14. İstanbul Bienali üzerine yazılmış metni son cümlesinden sonrasını yazarak sürdürün.

> [Sayfa Alıntısı]
----
Hem Bienal’i hem İstanbul’u keşfedin!
İstanbul Kültür Sanat Vakfı'nın Koç Holding sponsorluğunda düzenlediği 14. İstanbul Bienali, çoğu deniz kokulu 36 mekânda ziyaretçilerini bekliyor
Santigrat derecelerden pek belli olmasa da “takvimsel olarak” sonbahar geldi. Hem de sanatseverler, özellikle çağdaş sanatseverler için bir geldi pîr geldi... İstanbul’un çağdaş sanat mekânları, 1 Eylül’den bu yana eteklerindeki taşları dökmek için adetâ birbiriyle yarış ediyor. Yaz aylarında sanata hasret kalan, üstüne üstlük gündemden bunalan bizlere de birinden diğerine koşmak düşüyor...
Bu hareketliliğin en önemi sebebi, hiç kuşkusuz, ülkemizin olduğu kadar uluslararası arenada da saygınlığı iyice artan İstanbul Bienali. Sanatsevere kapılarını -hem de çoğu akla bile gelmez 36 mekânın kapısını- yarın açacak olan etkinliği takip etmek üzere dünyanın dört bucağından 5 bine konuğumuz var İstanbul’da. Eleştirmen, küratör, müze ve galeri yöneticileri ile saygın gazetelerden 500’ü aşkın basın mensubu. Eh, gelmişken Bienale gösterdikleri ilginin birazcığını da İstanbul’a ve diğer sanat mekânlarımıza gösterirler elbet. Bienalin de mekânlarından Özel İtalyan Lisesi’nde düzenlenen basın toplantısının “uluslararası”lığından çıkardığımız bu. 1987’de gerçekleştirilen ilk sergiden bu yana bienalin kendini hep yenilediğini ve geliştirdiğini belirten, “Kentimiz, bienale tüm tarihi ve dinamizmiyle kucak açarken, bienal de İstanbul’un dünya çapında bir kültür sanat başkenti olmasına olumlu katkıda bulundu” diyen İstanbul Kültür Sanat Vakfı Yönetim Kurulu Başkanı Bülent Eczacıbaşı’na katılmamak mümkün değil.
----
> [Kaynak Malzeme]
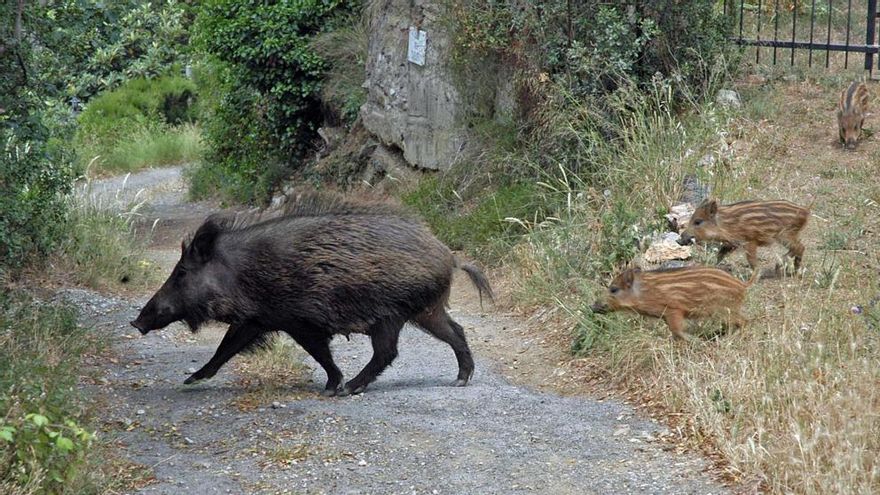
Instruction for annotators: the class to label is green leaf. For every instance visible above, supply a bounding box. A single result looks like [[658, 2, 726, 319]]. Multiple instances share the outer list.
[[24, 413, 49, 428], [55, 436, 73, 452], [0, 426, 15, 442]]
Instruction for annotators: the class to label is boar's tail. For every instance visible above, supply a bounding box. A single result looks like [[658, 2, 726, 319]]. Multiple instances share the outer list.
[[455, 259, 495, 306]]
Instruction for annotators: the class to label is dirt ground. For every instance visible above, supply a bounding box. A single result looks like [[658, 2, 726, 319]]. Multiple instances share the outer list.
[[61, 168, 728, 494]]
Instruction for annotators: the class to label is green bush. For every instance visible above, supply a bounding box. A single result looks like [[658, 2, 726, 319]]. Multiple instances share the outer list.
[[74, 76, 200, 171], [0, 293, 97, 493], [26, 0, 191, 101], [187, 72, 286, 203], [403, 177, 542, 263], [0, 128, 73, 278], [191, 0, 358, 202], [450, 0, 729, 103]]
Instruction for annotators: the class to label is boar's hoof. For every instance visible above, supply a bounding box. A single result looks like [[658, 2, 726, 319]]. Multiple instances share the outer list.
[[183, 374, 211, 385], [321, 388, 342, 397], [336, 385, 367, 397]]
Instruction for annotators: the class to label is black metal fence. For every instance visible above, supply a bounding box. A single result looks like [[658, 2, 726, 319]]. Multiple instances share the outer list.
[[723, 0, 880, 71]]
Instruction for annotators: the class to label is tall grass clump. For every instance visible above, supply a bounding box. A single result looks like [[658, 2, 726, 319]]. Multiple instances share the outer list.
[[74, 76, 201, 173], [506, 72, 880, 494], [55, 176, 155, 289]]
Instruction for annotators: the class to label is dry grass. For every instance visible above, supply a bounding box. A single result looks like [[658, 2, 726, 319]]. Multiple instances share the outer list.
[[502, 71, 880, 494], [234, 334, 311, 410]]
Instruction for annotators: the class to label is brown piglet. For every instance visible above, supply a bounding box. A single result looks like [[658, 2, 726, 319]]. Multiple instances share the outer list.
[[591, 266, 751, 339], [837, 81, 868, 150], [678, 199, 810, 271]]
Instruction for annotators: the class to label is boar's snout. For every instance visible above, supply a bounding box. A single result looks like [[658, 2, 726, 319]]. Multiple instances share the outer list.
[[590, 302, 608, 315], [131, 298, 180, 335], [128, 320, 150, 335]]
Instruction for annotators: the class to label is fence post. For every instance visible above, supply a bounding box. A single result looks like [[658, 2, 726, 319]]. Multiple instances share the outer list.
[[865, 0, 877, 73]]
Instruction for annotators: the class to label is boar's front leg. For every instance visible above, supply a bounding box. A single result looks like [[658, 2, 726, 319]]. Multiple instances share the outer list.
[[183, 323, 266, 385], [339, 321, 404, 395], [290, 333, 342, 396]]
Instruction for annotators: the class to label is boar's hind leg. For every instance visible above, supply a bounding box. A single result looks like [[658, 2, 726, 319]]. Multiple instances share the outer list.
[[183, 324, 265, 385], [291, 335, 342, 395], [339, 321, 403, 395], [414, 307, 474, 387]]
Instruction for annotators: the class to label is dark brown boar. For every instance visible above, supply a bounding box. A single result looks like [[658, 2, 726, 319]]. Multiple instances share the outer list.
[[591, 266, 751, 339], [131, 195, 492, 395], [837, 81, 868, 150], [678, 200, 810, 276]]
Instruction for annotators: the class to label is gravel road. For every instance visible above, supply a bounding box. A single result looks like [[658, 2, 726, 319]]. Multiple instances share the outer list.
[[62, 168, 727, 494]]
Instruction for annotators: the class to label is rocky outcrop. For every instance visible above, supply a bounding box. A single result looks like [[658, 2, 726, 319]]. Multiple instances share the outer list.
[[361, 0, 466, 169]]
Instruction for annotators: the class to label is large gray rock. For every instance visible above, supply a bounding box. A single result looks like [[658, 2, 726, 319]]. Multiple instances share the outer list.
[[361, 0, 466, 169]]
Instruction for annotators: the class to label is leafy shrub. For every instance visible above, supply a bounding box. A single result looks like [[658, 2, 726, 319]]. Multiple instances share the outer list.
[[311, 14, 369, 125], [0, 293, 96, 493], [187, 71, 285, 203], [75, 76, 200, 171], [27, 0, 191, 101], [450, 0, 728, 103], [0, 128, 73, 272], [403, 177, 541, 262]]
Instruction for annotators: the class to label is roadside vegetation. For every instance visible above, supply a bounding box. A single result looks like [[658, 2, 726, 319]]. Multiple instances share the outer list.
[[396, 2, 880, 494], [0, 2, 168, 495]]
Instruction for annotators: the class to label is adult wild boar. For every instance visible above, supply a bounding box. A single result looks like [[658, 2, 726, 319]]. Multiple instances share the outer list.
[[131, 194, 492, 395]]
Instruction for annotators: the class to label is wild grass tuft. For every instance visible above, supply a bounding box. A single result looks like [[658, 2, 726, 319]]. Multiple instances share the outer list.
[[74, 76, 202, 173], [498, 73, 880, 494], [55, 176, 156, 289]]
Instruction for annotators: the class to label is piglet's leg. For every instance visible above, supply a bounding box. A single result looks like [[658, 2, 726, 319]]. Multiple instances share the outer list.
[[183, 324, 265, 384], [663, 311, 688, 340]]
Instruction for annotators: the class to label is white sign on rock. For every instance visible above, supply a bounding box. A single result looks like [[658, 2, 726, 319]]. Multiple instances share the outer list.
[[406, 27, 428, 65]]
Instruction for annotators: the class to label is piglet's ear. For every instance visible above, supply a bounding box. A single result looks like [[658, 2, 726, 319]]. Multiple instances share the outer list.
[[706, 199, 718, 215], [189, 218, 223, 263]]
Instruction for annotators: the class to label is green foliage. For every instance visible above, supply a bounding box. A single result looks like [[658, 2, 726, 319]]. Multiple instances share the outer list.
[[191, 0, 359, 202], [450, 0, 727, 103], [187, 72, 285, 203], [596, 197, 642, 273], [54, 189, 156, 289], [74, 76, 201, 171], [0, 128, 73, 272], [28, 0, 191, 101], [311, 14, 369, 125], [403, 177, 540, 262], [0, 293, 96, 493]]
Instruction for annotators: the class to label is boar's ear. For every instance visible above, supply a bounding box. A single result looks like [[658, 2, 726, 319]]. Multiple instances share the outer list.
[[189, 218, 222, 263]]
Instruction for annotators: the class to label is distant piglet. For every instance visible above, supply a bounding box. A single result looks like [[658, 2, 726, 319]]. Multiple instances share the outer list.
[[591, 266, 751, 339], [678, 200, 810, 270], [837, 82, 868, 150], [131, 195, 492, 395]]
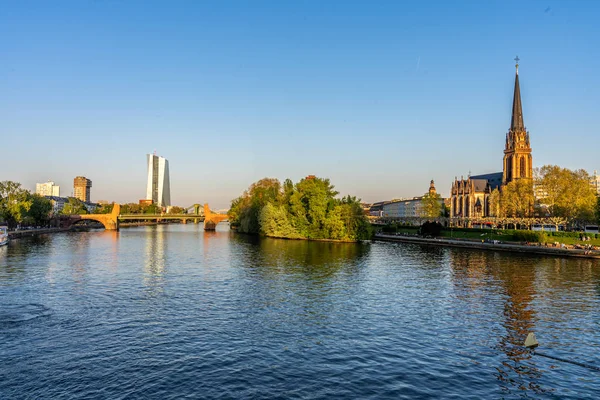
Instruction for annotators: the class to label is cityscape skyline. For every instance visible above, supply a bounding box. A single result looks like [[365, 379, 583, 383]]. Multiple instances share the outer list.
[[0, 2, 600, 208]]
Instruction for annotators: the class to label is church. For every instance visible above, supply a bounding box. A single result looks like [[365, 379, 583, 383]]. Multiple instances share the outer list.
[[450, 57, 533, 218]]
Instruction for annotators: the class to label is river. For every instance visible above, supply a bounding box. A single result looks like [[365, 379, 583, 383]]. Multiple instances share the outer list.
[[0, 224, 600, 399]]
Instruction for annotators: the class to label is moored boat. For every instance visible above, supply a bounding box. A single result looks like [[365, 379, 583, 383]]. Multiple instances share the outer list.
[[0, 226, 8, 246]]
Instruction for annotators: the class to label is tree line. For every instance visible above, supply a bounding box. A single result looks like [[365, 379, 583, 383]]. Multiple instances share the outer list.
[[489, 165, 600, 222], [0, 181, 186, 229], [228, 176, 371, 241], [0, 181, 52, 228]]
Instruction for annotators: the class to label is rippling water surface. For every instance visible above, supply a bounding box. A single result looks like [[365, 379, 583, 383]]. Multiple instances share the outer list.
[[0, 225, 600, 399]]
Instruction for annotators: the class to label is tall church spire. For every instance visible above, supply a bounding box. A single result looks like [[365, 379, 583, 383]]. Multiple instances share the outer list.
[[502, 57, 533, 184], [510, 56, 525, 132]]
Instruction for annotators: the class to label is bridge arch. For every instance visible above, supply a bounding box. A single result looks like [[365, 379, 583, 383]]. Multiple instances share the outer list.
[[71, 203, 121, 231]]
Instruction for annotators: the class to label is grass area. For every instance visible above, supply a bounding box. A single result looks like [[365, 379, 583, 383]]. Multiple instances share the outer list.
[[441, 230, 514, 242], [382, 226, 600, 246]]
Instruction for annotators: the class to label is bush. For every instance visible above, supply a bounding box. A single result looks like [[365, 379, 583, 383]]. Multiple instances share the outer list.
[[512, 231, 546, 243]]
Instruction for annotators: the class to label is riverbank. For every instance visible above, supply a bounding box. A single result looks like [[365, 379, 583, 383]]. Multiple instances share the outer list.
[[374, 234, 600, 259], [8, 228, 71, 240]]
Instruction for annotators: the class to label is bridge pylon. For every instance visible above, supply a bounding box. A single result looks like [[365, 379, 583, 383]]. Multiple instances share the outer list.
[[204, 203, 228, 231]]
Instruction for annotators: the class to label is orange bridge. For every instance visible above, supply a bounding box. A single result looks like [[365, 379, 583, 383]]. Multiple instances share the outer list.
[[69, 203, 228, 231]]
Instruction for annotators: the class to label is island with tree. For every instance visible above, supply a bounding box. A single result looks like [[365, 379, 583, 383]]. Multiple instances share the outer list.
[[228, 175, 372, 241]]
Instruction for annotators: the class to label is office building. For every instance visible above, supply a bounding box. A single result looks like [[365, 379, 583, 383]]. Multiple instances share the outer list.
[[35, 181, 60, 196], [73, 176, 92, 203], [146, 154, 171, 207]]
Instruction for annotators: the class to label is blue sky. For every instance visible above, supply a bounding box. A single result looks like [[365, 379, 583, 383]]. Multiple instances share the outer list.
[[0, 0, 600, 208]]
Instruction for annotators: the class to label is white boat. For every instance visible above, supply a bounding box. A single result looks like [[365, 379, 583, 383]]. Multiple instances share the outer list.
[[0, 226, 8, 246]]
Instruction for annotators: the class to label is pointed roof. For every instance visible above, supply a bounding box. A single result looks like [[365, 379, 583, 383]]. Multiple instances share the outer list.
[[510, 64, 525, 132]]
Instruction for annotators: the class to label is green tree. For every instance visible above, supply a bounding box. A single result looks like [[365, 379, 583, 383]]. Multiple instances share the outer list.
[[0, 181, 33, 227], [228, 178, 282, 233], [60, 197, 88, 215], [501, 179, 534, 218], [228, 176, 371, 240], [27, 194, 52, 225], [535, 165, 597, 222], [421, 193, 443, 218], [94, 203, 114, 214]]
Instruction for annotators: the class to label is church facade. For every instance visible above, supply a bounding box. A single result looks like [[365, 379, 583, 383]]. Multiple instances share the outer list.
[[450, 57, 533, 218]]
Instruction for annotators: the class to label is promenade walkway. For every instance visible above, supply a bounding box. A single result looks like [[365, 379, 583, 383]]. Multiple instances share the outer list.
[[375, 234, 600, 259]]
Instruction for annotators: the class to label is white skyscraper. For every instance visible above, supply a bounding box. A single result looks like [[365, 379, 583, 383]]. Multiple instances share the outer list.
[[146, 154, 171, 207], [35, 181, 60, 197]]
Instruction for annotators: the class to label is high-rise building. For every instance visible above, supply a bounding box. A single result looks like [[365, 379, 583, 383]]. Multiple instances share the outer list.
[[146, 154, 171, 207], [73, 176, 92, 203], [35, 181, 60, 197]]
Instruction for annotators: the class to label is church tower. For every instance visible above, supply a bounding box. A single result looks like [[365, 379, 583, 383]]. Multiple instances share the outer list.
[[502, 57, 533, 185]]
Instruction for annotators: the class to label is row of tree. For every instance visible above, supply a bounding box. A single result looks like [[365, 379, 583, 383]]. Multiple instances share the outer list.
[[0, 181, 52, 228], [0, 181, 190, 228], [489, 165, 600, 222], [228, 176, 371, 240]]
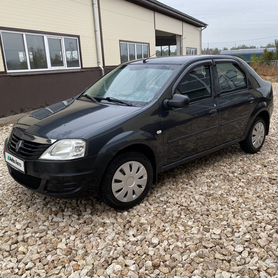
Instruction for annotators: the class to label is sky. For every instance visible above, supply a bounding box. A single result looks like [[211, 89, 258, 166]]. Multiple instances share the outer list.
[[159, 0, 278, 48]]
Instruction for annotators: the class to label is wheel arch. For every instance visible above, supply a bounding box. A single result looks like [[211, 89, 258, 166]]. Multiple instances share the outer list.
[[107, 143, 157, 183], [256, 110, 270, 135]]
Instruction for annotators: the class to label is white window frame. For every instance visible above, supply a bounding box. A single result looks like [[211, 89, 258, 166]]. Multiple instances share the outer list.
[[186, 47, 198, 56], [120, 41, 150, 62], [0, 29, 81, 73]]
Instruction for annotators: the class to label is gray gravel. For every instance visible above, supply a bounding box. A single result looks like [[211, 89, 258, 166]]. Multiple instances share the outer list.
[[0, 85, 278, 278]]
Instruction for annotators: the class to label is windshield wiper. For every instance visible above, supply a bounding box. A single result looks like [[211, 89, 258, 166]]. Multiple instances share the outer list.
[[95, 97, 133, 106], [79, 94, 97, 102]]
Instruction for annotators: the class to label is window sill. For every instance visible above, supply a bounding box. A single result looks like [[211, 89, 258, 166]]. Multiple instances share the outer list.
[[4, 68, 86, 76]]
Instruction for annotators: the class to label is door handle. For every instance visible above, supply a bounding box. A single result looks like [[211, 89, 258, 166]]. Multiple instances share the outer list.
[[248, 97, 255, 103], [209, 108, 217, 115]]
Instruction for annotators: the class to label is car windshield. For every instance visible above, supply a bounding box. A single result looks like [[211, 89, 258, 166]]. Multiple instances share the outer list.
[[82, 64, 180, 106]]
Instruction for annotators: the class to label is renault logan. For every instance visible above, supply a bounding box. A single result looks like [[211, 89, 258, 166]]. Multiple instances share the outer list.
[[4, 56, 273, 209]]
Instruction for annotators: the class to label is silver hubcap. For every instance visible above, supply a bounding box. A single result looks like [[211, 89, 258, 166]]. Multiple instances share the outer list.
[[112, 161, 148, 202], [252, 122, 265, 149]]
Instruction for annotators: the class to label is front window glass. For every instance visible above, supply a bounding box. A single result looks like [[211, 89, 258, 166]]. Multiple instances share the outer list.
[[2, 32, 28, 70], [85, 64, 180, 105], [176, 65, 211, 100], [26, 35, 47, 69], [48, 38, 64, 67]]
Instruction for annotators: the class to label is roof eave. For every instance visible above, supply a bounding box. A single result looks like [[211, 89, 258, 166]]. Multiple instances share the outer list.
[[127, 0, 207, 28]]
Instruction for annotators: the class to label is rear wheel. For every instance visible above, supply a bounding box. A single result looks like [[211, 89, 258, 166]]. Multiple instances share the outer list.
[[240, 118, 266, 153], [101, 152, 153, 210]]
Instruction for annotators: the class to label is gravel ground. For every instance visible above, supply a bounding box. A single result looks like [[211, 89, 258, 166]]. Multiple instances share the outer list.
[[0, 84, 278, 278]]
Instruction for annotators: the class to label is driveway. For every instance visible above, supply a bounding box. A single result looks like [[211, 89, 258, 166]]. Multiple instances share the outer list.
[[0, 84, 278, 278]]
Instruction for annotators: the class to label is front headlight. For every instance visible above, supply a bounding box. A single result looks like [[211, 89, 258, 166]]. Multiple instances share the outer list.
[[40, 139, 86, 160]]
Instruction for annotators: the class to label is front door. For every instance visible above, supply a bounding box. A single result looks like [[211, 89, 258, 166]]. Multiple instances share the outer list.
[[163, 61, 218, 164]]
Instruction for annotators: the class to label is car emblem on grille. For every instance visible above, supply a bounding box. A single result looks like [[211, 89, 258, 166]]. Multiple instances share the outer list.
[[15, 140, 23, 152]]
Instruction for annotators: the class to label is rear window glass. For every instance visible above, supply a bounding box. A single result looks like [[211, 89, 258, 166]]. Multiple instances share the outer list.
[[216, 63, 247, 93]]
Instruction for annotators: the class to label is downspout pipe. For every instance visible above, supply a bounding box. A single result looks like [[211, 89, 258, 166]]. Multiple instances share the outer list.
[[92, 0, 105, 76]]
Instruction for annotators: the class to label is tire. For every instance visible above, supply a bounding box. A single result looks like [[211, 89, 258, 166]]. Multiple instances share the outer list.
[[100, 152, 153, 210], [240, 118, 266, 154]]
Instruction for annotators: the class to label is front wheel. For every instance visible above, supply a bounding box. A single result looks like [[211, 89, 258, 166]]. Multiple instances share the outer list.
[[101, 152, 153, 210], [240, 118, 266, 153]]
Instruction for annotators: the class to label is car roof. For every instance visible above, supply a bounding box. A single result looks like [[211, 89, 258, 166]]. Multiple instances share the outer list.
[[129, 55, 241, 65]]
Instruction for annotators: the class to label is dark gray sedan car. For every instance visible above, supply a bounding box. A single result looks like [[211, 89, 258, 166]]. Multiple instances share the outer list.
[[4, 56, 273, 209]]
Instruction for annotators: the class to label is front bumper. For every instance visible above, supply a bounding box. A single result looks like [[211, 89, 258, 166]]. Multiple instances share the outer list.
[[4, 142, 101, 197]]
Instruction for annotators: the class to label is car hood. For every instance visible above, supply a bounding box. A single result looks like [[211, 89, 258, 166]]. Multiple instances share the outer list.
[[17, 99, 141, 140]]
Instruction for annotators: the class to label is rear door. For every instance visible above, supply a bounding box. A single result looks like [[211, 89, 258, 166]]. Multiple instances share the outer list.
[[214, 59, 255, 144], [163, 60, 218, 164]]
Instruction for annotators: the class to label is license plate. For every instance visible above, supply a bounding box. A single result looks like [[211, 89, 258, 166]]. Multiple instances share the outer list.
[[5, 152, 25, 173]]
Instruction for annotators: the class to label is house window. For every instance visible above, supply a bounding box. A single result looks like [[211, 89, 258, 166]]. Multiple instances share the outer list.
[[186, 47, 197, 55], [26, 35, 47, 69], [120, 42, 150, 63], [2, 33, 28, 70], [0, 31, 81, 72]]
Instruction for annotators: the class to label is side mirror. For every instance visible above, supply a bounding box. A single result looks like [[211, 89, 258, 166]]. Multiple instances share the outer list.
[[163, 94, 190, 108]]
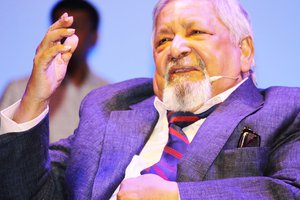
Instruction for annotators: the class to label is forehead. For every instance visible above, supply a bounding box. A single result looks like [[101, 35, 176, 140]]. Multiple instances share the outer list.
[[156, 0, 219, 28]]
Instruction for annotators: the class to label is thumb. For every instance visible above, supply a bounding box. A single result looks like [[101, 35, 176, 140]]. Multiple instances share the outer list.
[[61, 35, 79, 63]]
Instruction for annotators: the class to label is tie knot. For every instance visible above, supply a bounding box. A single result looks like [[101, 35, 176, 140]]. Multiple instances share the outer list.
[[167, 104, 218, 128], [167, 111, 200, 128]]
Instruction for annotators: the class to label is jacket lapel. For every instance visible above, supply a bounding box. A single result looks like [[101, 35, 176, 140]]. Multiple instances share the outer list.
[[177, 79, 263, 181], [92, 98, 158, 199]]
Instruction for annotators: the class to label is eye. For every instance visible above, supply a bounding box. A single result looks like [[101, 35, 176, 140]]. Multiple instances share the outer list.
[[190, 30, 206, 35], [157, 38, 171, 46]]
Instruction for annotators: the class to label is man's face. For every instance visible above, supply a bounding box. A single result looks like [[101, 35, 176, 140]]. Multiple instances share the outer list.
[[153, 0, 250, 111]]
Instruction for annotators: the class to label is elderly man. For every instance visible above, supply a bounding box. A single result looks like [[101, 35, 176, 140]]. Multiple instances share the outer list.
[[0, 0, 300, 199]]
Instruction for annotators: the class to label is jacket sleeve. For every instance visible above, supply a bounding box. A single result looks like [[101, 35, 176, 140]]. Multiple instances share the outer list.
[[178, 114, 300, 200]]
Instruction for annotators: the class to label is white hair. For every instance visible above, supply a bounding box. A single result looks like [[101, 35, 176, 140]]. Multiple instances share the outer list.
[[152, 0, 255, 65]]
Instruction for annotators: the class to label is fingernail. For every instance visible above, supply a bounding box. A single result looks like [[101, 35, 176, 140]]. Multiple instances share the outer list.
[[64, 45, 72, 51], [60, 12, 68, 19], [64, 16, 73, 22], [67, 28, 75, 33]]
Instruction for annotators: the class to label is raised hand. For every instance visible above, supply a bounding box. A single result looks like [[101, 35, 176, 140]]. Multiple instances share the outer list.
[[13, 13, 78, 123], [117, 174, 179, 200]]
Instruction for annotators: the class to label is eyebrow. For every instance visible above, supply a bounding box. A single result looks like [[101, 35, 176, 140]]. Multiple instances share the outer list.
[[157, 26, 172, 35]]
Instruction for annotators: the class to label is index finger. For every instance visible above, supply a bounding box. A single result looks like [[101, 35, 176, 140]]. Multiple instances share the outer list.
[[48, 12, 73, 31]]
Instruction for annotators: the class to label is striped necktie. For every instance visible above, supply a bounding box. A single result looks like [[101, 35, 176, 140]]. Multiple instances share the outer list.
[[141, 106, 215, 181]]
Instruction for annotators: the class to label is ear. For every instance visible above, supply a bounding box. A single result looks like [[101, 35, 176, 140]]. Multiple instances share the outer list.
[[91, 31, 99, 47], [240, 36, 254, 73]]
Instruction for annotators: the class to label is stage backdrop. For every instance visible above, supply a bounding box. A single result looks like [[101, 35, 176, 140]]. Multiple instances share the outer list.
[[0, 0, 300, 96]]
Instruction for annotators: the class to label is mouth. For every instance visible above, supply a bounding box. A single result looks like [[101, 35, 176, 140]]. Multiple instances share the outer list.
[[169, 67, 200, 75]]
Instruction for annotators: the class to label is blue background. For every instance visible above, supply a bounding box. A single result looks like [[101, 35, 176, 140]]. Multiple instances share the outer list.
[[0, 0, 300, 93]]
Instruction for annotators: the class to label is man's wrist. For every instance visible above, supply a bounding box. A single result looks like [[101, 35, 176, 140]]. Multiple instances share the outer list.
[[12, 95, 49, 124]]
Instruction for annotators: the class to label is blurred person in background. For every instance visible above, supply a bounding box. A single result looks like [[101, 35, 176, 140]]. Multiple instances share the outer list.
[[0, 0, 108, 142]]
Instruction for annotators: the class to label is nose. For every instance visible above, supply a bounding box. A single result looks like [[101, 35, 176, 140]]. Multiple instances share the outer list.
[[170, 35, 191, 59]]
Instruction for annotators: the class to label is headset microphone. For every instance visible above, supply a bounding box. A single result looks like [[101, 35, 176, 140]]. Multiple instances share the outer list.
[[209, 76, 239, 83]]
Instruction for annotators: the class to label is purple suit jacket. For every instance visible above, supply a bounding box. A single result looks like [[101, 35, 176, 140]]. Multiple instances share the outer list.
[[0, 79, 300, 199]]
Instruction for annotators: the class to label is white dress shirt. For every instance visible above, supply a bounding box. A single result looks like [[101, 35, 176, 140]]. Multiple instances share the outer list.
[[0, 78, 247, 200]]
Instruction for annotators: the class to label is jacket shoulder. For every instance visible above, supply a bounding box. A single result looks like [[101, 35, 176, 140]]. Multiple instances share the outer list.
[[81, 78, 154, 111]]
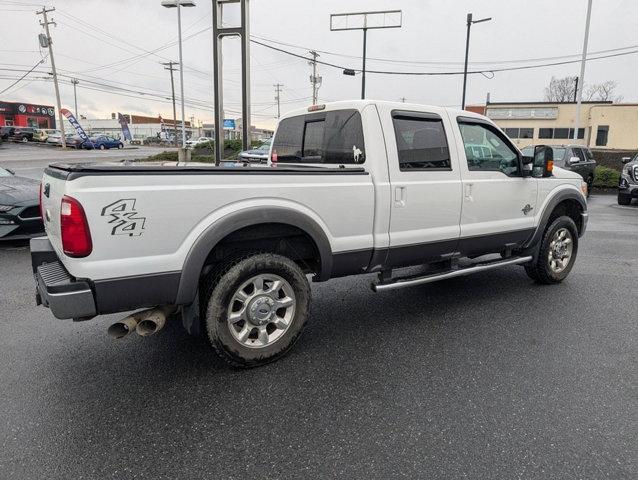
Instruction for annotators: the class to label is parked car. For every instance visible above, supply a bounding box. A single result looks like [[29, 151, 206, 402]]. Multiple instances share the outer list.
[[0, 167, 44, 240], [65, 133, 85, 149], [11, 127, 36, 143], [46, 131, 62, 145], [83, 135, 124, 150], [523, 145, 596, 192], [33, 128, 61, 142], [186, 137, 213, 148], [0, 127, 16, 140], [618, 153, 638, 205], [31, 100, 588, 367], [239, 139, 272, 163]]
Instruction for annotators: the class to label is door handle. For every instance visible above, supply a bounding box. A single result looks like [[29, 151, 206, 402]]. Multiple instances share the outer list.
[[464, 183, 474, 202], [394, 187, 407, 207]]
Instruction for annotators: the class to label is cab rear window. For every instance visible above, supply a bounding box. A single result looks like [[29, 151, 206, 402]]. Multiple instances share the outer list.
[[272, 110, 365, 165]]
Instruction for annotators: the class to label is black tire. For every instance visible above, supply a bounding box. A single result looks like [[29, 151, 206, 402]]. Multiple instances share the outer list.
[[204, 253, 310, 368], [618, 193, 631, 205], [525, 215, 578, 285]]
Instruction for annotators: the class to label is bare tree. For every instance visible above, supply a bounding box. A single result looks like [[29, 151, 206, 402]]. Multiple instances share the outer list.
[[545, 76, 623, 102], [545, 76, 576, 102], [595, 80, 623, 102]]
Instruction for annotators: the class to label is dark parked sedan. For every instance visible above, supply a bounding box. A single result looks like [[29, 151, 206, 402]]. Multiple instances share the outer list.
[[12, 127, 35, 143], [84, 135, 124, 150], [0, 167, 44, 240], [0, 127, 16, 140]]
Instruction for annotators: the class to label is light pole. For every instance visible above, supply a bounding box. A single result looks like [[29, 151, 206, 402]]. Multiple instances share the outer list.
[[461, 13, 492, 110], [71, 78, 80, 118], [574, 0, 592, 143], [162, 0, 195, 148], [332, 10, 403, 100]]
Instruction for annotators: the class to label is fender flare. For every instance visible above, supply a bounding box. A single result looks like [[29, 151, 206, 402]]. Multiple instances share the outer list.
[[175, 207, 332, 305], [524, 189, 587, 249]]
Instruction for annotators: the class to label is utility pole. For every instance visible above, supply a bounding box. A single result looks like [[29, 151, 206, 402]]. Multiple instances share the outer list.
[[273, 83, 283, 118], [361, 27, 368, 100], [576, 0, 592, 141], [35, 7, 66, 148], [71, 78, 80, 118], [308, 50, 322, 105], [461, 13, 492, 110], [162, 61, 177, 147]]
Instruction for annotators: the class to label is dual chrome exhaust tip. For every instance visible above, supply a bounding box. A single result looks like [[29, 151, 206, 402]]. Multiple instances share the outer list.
----
> [Alıştırma Yanıtı]
Toplantıdan devam edelim... İKSV'nin Koç Holding sponsporluğunda düzenlediği İstanbul Bienali'nin temasının 'Tuzlu Su: Düşünce Biçimleri Üzerine Bir Teori' olduğunu duymuşsunuzdur, şehrin dört köşesi afişlerle çevrili. Etkinliği 'şekillendiren' -küratör sözcüğünü sevmiyormuş- Carolyn Christov-Bakargiev’in ifadesiyle 'Boğaziçi ekseninde kentin geneline yayılan bu sergi, bir materyalin -tuzlu su- ve çelişen düğüm ve dalga imgelerinin etrafında dönüyor.'
Eczacıbaşı’nın söylediğine göre; mekâna özgü üretimler ve tarihsel mekânların güncel sanatla yeniden keşfedilmesi, ilk bienalden beri olmazsa olmaz... Ama, tema, İstanbul’la bu kadar kucak kucağa olan “Tuzlu Su” olunca, bu özellik doruk noktasına ulaşmış, diyebiliriz. Çünkü, muhteşem bir ekip çalışmasıyla etkinliğin “mimarı” olan Bilge Örer’in yorumuyla “Tuzlu Su, şehri akışkan bağlarla dolaşıyor. Karadeniz’in Marmara Denizi’ne kavuştuğu Rumelifeneri’nden Kadıköy’e, Şişli’den Haliç’e ve Adalar’a, denizde ve karada 30’un üzerinde mekânda düşünce biçimleri üzerine yepyeni bir teori kuruyor.”
Bu yıl; Afrika, Asya, Avustralya, Avrupa, Ortadoğu, Latin Amerika ve Kuzey Amerika’dan 80’in üzerinde katılımcının bin 500’ün üzerinde eseri İstanbul’da... Bu dev etkinliğin bütçesiyse 10 milyon lira... Eserler şehre öyle bir yayılmışlar ki Bülent Eczacıbaşı’nın sanat editörleriyle buluştuğu yemekte söylediği gibi “2 saatte gezivermek” olacak iş değil. Müzeler, tekneler, oteller, eski bankalar, otoparklar, bahçeler, okullar, dükkânlar ve özel konutlar gibi geniş bir “İstanbul” bekliyor sanatseveri.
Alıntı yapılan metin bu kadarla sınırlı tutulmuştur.